[Data excerpts]
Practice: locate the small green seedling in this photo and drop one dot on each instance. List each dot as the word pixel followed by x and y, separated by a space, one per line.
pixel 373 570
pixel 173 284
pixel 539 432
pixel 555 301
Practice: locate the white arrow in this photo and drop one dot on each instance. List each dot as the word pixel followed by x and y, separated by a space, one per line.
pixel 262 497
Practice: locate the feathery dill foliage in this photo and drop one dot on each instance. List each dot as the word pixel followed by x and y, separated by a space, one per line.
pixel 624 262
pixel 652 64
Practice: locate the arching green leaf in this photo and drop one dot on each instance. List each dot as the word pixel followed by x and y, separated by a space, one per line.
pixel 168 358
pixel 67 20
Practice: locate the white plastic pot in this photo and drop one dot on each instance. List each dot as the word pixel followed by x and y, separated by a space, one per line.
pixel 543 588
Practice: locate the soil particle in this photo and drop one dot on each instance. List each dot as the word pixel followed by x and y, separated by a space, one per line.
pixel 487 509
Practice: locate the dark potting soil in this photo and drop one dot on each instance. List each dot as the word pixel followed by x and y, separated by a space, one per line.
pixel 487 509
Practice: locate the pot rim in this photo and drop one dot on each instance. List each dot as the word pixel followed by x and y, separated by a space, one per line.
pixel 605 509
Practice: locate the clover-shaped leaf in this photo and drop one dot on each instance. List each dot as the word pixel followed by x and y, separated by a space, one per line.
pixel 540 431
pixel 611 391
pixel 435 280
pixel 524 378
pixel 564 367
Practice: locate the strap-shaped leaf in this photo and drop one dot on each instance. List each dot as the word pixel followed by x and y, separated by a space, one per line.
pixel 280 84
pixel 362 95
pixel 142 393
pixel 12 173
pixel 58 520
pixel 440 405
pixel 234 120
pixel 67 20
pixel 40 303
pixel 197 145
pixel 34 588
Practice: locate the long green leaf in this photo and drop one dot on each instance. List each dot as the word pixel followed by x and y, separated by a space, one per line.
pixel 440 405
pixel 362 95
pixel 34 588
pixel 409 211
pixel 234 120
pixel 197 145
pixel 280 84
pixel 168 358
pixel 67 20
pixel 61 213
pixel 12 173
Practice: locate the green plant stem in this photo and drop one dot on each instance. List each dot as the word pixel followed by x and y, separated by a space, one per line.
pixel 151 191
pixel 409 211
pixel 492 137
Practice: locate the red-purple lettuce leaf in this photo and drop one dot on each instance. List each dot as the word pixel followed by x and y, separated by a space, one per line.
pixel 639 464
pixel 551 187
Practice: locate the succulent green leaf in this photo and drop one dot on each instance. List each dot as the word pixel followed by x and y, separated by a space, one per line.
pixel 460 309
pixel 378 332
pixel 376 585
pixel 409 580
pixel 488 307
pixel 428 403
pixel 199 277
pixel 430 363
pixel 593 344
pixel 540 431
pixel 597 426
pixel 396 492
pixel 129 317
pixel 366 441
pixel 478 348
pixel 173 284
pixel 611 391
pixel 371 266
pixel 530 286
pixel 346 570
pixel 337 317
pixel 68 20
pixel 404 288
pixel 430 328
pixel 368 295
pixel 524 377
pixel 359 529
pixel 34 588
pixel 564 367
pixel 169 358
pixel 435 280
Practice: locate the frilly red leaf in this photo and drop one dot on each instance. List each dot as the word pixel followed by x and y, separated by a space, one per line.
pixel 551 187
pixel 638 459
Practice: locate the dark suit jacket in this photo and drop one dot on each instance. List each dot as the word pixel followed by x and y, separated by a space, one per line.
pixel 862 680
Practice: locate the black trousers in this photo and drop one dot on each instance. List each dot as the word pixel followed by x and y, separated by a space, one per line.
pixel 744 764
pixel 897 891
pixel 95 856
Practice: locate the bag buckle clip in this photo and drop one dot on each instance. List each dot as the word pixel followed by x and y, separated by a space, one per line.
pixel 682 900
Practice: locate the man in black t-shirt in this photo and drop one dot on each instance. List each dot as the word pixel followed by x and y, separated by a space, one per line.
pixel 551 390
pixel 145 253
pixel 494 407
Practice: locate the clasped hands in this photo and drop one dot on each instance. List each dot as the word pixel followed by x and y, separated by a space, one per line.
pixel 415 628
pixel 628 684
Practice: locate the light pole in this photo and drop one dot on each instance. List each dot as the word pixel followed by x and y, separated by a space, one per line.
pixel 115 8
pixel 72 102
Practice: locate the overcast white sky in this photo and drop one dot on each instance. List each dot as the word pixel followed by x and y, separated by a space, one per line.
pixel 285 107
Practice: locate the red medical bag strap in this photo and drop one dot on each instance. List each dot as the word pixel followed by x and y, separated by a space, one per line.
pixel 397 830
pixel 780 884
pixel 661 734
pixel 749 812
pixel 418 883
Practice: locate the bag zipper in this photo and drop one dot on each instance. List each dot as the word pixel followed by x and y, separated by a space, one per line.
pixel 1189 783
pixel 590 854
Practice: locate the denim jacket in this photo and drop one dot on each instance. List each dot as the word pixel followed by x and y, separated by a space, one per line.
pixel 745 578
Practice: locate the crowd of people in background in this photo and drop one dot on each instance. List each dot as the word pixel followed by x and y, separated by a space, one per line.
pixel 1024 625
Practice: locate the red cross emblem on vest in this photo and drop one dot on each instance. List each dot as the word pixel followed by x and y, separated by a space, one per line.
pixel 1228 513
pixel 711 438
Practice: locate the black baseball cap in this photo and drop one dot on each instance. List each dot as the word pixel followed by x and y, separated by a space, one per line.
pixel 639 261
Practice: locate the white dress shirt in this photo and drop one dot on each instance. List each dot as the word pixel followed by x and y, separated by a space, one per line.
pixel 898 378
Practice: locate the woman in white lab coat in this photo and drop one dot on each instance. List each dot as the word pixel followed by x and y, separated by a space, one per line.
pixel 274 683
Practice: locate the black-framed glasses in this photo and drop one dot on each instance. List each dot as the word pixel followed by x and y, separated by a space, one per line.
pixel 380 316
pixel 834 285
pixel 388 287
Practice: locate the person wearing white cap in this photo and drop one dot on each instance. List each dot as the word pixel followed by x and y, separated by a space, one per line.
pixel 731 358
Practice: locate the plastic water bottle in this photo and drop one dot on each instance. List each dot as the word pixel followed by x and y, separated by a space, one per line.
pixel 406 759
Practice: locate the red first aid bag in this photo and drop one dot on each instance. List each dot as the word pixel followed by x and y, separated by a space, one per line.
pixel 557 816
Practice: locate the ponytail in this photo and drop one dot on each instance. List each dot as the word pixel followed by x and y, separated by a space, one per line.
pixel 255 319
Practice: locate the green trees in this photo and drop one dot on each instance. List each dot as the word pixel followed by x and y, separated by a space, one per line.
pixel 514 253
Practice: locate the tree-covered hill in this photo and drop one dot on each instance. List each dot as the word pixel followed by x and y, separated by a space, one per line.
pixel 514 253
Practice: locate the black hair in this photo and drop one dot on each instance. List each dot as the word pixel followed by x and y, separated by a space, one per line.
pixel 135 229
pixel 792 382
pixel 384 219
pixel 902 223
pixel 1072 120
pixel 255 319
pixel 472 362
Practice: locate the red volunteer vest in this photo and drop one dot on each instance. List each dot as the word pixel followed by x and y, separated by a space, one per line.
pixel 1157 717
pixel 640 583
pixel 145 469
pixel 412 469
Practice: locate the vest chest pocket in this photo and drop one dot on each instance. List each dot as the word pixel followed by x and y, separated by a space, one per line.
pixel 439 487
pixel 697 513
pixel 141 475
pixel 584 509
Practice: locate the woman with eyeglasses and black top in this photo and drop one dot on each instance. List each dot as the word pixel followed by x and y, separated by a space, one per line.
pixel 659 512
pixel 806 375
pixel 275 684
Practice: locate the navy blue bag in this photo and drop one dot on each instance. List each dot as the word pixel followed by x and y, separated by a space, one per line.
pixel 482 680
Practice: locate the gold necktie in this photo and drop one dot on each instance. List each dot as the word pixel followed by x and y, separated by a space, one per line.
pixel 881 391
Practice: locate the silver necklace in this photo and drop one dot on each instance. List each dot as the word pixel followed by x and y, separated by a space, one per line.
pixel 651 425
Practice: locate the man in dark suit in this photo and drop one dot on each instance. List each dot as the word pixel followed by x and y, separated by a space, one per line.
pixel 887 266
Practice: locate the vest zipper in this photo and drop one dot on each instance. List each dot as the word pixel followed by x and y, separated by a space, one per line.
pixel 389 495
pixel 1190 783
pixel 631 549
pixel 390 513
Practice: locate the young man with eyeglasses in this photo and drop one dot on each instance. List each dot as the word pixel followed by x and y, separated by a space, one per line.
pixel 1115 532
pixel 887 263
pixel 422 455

Aim of the task: Set out exactly the run of lines that begins at the line holding "Practice: locate the vest zipper" and ends at the last line of the data.

Exercise answer:
Practice: locate the vest zipper in this photo and drop one dot on each instance. List each dot as the word pixel followed by x and y, separated by a space, one per line.
pixel 389 495
pixel 1190 783
pixel 631 549
pixel 390 513
Practice: locate the young man with eyeglasses in this photo and drop one dot on each instance. List each dot as the word pixel followed by x and y, separated by a space, one per line.
pixel 1115 532
pixel 887 263
pixel 422 455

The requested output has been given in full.